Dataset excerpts
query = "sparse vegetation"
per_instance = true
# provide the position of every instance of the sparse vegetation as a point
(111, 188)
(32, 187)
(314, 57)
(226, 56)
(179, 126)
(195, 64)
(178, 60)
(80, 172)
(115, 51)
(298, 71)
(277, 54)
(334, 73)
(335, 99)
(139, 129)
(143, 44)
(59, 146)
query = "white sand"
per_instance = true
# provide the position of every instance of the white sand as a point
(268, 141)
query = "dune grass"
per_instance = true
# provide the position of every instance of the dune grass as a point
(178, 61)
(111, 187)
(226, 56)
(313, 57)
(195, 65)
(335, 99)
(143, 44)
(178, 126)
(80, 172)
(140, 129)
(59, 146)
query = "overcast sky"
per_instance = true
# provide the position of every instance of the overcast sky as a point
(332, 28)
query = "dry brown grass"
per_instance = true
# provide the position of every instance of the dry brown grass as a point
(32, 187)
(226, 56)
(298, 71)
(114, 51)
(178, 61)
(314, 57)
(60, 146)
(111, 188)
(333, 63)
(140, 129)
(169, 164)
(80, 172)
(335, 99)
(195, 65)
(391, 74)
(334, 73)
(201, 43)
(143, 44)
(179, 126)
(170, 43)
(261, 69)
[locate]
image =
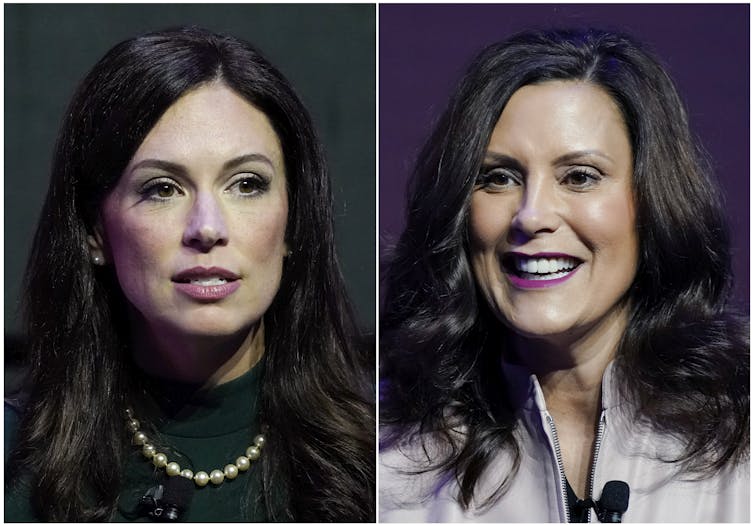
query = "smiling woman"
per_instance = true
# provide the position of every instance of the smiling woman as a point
(556, 337)
(194, 355)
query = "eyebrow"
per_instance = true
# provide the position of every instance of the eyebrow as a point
(180, 169)
(501, 158)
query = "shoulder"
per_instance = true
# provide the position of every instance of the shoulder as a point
(408, 484)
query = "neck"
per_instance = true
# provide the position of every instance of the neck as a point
(570, 368)
(203, 360)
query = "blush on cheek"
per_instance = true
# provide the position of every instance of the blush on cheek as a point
(484, 224)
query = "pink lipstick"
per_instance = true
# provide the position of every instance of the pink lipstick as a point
(207, 284)
(540, 270)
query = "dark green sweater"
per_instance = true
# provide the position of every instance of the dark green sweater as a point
(208, 430)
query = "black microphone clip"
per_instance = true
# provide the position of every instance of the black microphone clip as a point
(166, 502)
(614, 501)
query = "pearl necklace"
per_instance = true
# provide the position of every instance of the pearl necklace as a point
(200, 478)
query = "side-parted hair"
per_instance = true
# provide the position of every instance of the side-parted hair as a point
(684, 358)
(317, 393)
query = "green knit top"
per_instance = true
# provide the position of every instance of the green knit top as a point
(202, 431)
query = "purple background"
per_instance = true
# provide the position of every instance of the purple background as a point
(424, 50)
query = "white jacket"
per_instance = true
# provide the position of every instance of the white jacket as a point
(624, 451)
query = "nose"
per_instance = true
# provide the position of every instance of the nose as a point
(205, 227)
(537, 212)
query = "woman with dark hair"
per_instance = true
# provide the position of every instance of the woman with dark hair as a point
(192, 348)
(556, 310)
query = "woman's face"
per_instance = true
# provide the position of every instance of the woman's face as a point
(195, 227)
(552, 222)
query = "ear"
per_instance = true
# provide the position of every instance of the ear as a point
(96, 246)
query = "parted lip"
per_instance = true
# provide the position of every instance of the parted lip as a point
(187, 275)
(508, 259)
(541, 255)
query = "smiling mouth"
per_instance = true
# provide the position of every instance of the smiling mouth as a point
(539, 267)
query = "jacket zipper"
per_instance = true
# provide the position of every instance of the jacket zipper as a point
(597, 444)
(561, 470)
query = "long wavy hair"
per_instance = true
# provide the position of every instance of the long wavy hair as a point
(317, 396)
(684, 358)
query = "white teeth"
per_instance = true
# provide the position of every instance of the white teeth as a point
(208, 282)
(544, 265)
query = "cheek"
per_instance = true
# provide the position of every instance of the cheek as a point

_Work to be completed_
Go back to the records above and write them out exactly, without the pictures.

_Response for this exercise_
query = "sparse vegetation"
per_instance = true
# provide the position of every instance of the sparse vegetation as a point
(111, 188)
(32, 187)
(314, 57)
(226, 56)
(179, 126)
(195, 64)
(178, 60)
(80, 172)
(115, 51)
(298, 71)
(277, 54)
(334, 73)
(335, 99)
(139, 129)
(143, 44)
(59, 146)
query = "white sand"
per_instance = true
# provide the position of every instance of the white sand as a point
(268, 141)
query = "dune grass"
per_instance = true
# provide the position of every instance of the dune grass as a point
(178, 61)
(111, 187)
(226, 56)
(313, 57)
(195, 65)
(335, 99)
(143, 44)
(178, 126)
(80, 172)
(140, 129)
(59, 146)
query = "overcast sky"
per_instance = true
# provide the position of every instance of the overcast sky as a point
(332, 28)
query = "dry brown grass"
per_instance = true
# provide the position of every instance of the dry brown grass as a point
(32, 187)
(226, 56)
(298, 71)
(114, 51)
(178, 61)
(314, 57)
(60, 146)
(111, 188)
(333, 63)
(140, 129)
(169, 164)
(80, 172)
(335, 99)
(195, 65)
(391, 74)
(334, 73)
(201, 43)
(143, 44)
(179, 126)
(170, 43)
(261, 69)
[locate]
image =
query = "smiling woman"
per_instance = true
# provide the position of every instance of the smiling woman as a point
(556, 337)
(194, 355)
query = "eyebrow"
per_instance = true
# provide the position of every instance of the eyebrow as a point
(180, 169)
(501, 158)
query = "shoulder"
per_instance = true
# provide the position of every instance of the shoulder as a point
(408, 484)
query = "neck"
per_instance = true
# provide the position of every instance of the neck as a point
(570, 368)
(203, 360)
query = "blush on cheek"
per_instance = true
# provide the position of every instance of the blush on cheek as a point
(484, 224)
query = "pink lipstick"
per_instance = true
# provide the position of every instance of the pink lipstick as a point
(207, 284)
(540, 270)
query = "dark green sweater"
per_instance = true
# provide the position of every instance of the dark green sweater as a point
(208, 430)
query = "black microphone clip"
per_instance = true
# provide the position of every instance of the black microphone clip as a point
(166, 502)
(614, 501)
query = "pearl necklace"
per_instance = true
# provide the position of every instance of the pearl necklace as a point
(200, 478)
query = "side-parted hair"
per_instance = true
# provide the position of every instance of the side-parted hair as a point
(684, 358)
(317, 393)
query = "green knit top"
per_instance = true
# provide the position of every instance of the green knit top as a point
(202, 431)
query = "purple background"
per_instance = true
# provide the position of every instance of the purple background as a point
(424, 50)
query = "white jacket"
per_instance = true
# provide the position of every instance of the white jacket as a point
(624, 451)
query = "nose"
per_instance = true
# provide the position of every instance of the nose as a point
(205, 227)
(537, 212)
query = "woman with dark hair"
per_instance = true
# provide the position of every instance of the woman with dark hair as a point
(192, 348)
(556, 310)
query = "woman's face"
per_instance = true
# provide the position of every instance of the woman's face as a point
(195, 227)
(552, 222)
query = "ear"
per_instance = true
# provide the position of every instance of the ear as a point
(96, 246)
query = "parted lip"
per_instance = true
# provide the position of every instance of the parted lip as a point
(187, 275)
(508, 259)
(541, 255)
query = "smiling mouth"
per_instance = true
# provide the position of every instance of the smiling mouth as a point
(539, 267)
query = "jacket zipper"
per_instance = true
# provide the position of every instance of the jacket zipper as a point
(597, 444)
(561, 470)
query = "long wavy hair"
per_instance = true
# provide the position of every instance of the long wavy hair as a point
(317, 396)
(684, 358)
query = "white teeth"
per_instance = true
# provide the position of every instance of the white teeth as a point
(208, 282)
(544, 265)
query = "cheek"
per_instance = true
# provide the position of every instance of the cheek as a point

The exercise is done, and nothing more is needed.